[Shape outline entries]
+++
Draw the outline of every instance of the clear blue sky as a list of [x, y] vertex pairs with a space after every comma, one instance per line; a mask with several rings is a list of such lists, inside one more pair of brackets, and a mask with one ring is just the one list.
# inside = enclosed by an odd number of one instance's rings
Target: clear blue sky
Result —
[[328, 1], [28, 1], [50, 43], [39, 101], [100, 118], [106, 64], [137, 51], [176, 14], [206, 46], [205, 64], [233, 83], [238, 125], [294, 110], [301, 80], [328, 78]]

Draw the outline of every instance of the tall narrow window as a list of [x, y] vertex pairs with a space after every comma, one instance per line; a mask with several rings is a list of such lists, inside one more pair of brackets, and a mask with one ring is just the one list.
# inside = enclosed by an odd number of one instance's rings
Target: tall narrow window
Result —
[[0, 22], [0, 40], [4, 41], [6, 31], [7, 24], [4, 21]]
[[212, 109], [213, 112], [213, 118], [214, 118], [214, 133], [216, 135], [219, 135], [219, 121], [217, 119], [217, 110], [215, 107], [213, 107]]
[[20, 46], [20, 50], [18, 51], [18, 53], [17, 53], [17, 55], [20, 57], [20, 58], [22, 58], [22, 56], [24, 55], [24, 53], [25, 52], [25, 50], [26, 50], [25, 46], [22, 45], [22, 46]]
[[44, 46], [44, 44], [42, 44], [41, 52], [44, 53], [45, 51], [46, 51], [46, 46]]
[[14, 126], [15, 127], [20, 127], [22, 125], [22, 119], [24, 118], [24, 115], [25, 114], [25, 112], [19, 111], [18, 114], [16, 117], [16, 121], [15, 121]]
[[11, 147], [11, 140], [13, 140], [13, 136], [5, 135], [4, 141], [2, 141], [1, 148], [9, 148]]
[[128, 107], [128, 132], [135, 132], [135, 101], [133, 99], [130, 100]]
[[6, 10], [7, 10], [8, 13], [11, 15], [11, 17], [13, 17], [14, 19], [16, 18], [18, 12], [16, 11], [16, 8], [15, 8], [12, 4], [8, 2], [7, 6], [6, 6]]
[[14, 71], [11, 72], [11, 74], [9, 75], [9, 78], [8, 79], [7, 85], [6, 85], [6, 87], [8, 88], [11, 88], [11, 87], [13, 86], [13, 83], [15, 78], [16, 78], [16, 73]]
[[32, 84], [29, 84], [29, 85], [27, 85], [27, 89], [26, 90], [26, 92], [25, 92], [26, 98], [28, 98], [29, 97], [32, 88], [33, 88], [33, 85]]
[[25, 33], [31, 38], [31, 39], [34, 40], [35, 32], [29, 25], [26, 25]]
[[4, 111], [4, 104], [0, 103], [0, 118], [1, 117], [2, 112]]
+++
Exercise brief >>
Rewrite all of the entries above, replacing "Result" with "Output" everywhere it appears and leaving everything else unchanged.

Answer for the task >>
Draw the outline of every instance of the clear blue sky as a list of [x, y] vertex pairs with a space after every comma, one instance per line; a mask with several rings is a list of such lists, inside one more pair of brackets, and a mask with one ring is just the one list.
# inside = enclosed by an odd number of one instance's rings
Target: clear blue sky
Output —
[[328, 1], [28, 1], [50, 43], [39, 101], [100, 118], [106, 64], [137, 51], [176, 14], [206, 46], [205, 64], [233, 83], [238, 125], [294, 110], [301, 80], [328, 78]]

Draw the outline of every instance of the tall narrow window as a list of [x, y] vertex pairs with a space after every comma, one instance per line; a mask with several rings is a list of such lists, inside one more pair of brackets, and a mask with one ring is just the one list.
# inside = enclosed by an odd number of one instance's rings
Target: tall narrow window
Output —
[[0, 22], [0, 40], [4, 41], [6, 31], [7, 24], [4, 21]]
[[212, 109], [213, 112], [213, 118], [214, 118], [214, 133], [216, 135], [219, 135], [219, 121], [217, 119], [217, 110], [215, 107], [213, 107]]
[[20, 46], [20, 50], [18, 51], [18, 53], [17, 53], [17, 55], [20, 57], [20, 58], [22, 58], [22, 56], [24, 55], [24, 53], [25, 52], [25, 50], [26, 50], [25, 46], [22, 45], [22, 46]]
[[44, 46], [44, 44], [42, 44], [41, 52], [44, 53], [45, 51], [46, 51], [46, 46]]
[[14, 126], [15, 127], [20, 127], [22, 125], [22, 119], [24, 118], [24, 115], [25, 114], [25, 112], [19, 111], [18, 114], [16, 117], [16, 121], [15, 121]]
[[11, 147], [11, 140], [13, 140], [13, 136], [5, 135], [4, 141], [2, 141], [1, 148], [9, 148]]
[[128, 107], [128, 132], [135, 132], [135, 101], [133, 99], [130, 100]]
[[6, 10], [7, 10], [8, 13], [11, 15], [11, 17], [13, 17], [14, 19], [16, 18], [18, 12], [16, 11], [16, 8], [15, 8], [12, 4], [8, 2], [7, 6], [6, 6]]
[[14, 71], [11, 72], [11, 74], [9, 75], [9, 78], [8, 79], [7, 85], [6, 85], [6, 87], [8, 88], [11, 88], [11, 87], [13, 86], [13, 83], [15, 78], [16, 78], [16, 73]]
[[32, 84], [29, 84], [29, 85], [27, 85], [27, 89], [26, 90], [26, 92], [25, 92], [26, 98], [28, 98], [29, 97], [32, 88], [33, 88], [33, 85]]
[[25, 33], [31, 38], [31, 39], [34, 40], [35, 32], [29, 25], [26, 25]]
[[4, 111], [4, 104], [0, 103], [0, 118], [1, 117], [2, 112]]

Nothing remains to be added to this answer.